“It’s a war over narrative,” says Maajid Nawaz, “and whoever gets to define the narratives around world events gets to define how those events are perceived and how we respond to them.”
It’s a war over narrative, and whoever gets to define the narratives around world events gets to define how those events are perceived and how we respond to them.
There’s a concerted effort to destroy the idea that there is any way of agreeing upon truth.
Those who push this ideology of relativism and materialism are obsessed with attaining power. If they take power, they can shape the reality they find objectionable into their own interests. And that explains the ideological war we’re in.
During the COVID mandates, traditional disciplines that relied on their own set of standards in the pursuit of truth were weaponized to achieve political objectives. Narratives were deployed.
I helped to set up Islamist revolutionary groups in the UK, Pakistan, and Denmark. I was in Egypt when I was detained after the 9/11 attacks.
That was the time of the Bosnia genocide. The Srebrenica Massacre left 6,000 Bosnian Muslims in a mass grave.
Islamist revolutionary groups began recruiting young, angry Muslims like me who felt we were being attacked on our own continent. And it was true. The genocide was happening and nobody was doing anything about it. That was the beginning of my journey of anger.
We arrived at the conclusion that we needed an Islamist ideological state. We took the word caliphate from traditional Muslim theology, but we modified it for our ideological purpose. We organized ideological groups and tried recruiting from the armed forces. We believed that once we had enough recruits, we might incite military coups in those countries and establish this caliphate.
My house was raided around 3 a.m. They ripped my infant son from my arms, blindfolded me, tied my hands behind my back with rags, and put me in this van. The journey from there was a nightmare.
When Amnesty campaigned for our release, it softened my heart. It was a human-to-human bond, as opposed to an ideological bond. And then I began debating in prison with liberal political prisoners, communists, jihadis, Islamists. And I read everything I could get my hands on.
It was those kinds of debates—and the softening of the heart caused by Amnesty—that eventually led me to no longer being able to subscribe to this ideology. I served my full sentence and got back to the UK.
I am still a Muslim, but I can no longer subscribe to the ideology of Islamism, of forcing Islam on society.
Anyway, this is how you weaponize arguments for the purposes of serving an agenda. You have to destroy before you build. You undermine the belief system of people to a point where they don’t know who they are anymore, and then you package an alternative for them. This process of radicalization relies on a grievance.

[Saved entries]
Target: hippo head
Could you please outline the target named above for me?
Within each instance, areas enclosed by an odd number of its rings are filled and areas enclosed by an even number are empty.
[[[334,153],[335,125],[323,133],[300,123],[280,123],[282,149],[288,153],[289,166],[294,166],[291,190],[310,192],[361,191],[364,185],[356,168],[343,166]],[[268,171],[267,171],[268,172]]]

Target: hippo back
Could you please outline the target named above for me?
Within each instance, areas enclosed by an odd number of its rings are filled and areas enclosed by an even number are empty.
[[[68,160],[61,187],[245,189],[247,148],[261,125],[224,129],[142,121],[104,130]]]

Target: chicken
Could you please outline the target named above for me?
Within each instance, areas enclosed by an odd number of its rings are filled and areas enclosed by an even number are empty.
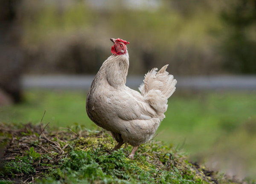
[[[89,89],[86,111],[97,125],[111,132],[118,143],[111,151],[125,143],[134,147],[133,158],[139,146],[149,140],[165,117],[167,99],[175,90],[177,81],[166,71],[154,68],[145,75],[139,88],[141,93],[125,86],[129,67],[126,45],[120,38],[113,43],[112,55],[103,63]]]

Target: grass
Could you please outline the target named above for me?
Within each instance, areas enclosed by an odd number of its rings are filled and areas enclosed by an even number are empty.
[[[73,126],[76,134],[57,133],[32,124],[1,125],[8,159],[0,183],[240,183],[189,163],[183,152],[161,141],[141,145],[131,160],[129,145],[108,154],[114,144],[105,131]]]
[[[23,103],[0,107],[0,121],[38,123],[47,109],[44,121],[52,126],[77,124],[94,129],[97,126],[86,112],[86,95],[81,92],[26,92]],[[175,92],[169,100],[156,139],[183,148],[192,160],[206,161],[208,166],[223,171],[232,168],[241,178],[253,178],[255,101],[256,95],[250,92]]]

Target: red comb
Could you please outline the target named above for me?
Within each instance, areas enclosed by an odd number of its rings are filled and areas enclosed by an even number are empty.
[[[125,45],[127,45],[128,44],[130,43],[130,42],[128,42],[127,41],[125,41],[124,40],[123,40],[120,38],[117,38],[116,40],[116,41],[118,41],[118,42],[122,42],[124,44],[125,44]]]

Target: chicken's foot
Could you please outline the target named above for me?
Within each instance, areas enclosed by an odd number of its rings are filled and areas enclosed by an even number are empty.
[[[122,145],[125,143],[124,142],[119,142],[118,143],[118,144],[117,144],[117,145],[114,148],[113,148],[113,149],[111,150],[111,151],[109,152],[108,153],[109,154],[111,154],[112,152],[113,152],[113,151],[119,149],[119,148],[120,148],[120,147],[122,146]]]
[[[134,155],[135,155],[135,152],[136,152],[136,150],[139,147],[139,146],[137,147],[134,147],[131,152],[131,154],[128,156],[128,158],[131,159],[134,159]]]

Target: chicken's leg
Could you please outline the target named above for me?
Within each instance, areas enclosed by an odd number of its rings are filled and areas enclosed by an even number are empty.
[[[135,155],[135,152],[136,152],[136,150],[137,150],[137,149],[139,147],[139,146],[138,146],[137,147],[133,147],[133,148],[132,149],[132,150],[131,150],[131,154],[130,154],[130,155],[128,157],[128,158],[131,158],[131,159],[134,159],[134,155]]]
[[[111,151],[108,153],[109,154],[111,154],[112,152],[115,151],[115,150],[118,150],[122,145],[125,143],[123,142],[119,142],[116,146],[113,149],[111,150]]]

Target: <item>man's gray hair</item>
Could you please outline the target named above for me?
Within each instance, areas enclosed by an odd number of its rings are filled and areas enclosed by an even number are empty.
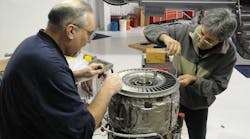
[[[229,9],[212,9],[201,20],[206,31],[221,40],[228,39],[233,35],[237,27],[236,15]]]
[[[49,24],[65,27],[68,24],[88,25],[87,13],[93,13],[91,6],[82,0],[70,0],[54,6],[49,12]]]

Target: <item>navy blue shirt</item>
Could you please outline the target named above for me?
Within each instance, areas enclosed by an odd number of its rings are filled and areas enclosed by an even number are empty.
[[[95,121],[73,73],[43,30],[15,50],[0,86],[1,139],[91,139]]]

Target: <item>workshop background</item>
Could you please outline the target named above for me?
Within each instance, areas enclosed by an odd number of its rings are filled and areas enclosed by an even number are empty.
[[[34,35],[39,29],[46,27],[47,14],[51,7],[62,0],[1,0],[0,1],[0,59],[5,59],[26,37]],[[192,16],[192,11],[174,10],[170,17],[137,17],[143,14],[137,3],[124,6],[111,6],[101,0],[88,1],[96,15],[97,33],[100,39],[93,40],[84,50],[91,52],[99,59],[114,65],[113,70],[118,72],[124,69],[141,68],[143,54],[141,51],[128,47],[130,44],[145,42],[143,26],[150,22],[164,22],[171,18]],[[186,15],[187,14],[187,15]],[[131,18],[132,17],[132,18]],[[129,27],[119,31],[112,21],[120,18],[133,20]],[[142,23],[142,21],[144,23]],[[112,28],[113,27],[113,28]],[[102,38],[103,36],[103,38]],[[249,67],[250,60],[238,56],[237,65]],[[249,68],[245,69],[250,72]],[[249,139],[250,132],[250,78],[236,68],[233,71],[228,89],[209,109],[207,139]],[[182,138],[187,139],[185,126],[182,129]],[[107,133],[97,129],[94,139],[106,139]]]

■ **WHAT IS REQUIRED**: Please write the next part of the Maajid Nawaz passage, picking up after its final sentence. The lines above are separate material, apart from the Maajid Nawaz passage.

■ **EXPECTED OUTPUT**:
The Bosnian genocide is a classic case in point. The U.N. troops stood by and 6,000 Muslims were killed. So now you’ve got a grievance, and the solution isn’t found in the democratic setup. That’s where we brought in the idea of a caliphate.
You can see how nefarious actors could use legitimate grievances to radicalize society. If we don’t want that to happen, then we have to make sure those grievances are addressed.
Otherwise, you end up with radicalization and what we might call the cycle of violence.
Keep in mind, for example, that Klaus Schwab says half the Canadian Cabinet had been penetrated by the World Economic Forum. Under Trudeau, they started freezing the bank accounts, the corporate accounts, of truckers protesting mandates. They made threats about taking their licenses.
That’s called tyranny.
If Trudeau got his way, the vaccine passports would be used to put an infrastructure in place for the QR code checking-in and checking-out system. And as we now know, governments are seeking to replace paper money with government-controlled digital money, which is how you end up with a Chinese social credit system. So if you oppose that government, as happened in Canada, government can switch off your money. That’s how you get total control over society.
Why would you destroy your own open democratic societies? It’s because we’ve come to a crossroads.
Remember the beginning of our chat. Whoever controls the narrative controls your perception of reality. The state can no longer control the narrative, because the internet has democratized access to information. Add cryptocurrency to that, and you’ve lost control. When you’re losing control, like an abusive husband, you get violent. You clamp down. You try and maintain your grip on power. So that’s why I think we are in for a bit of a rough ride, unfortunately, until the dust settles.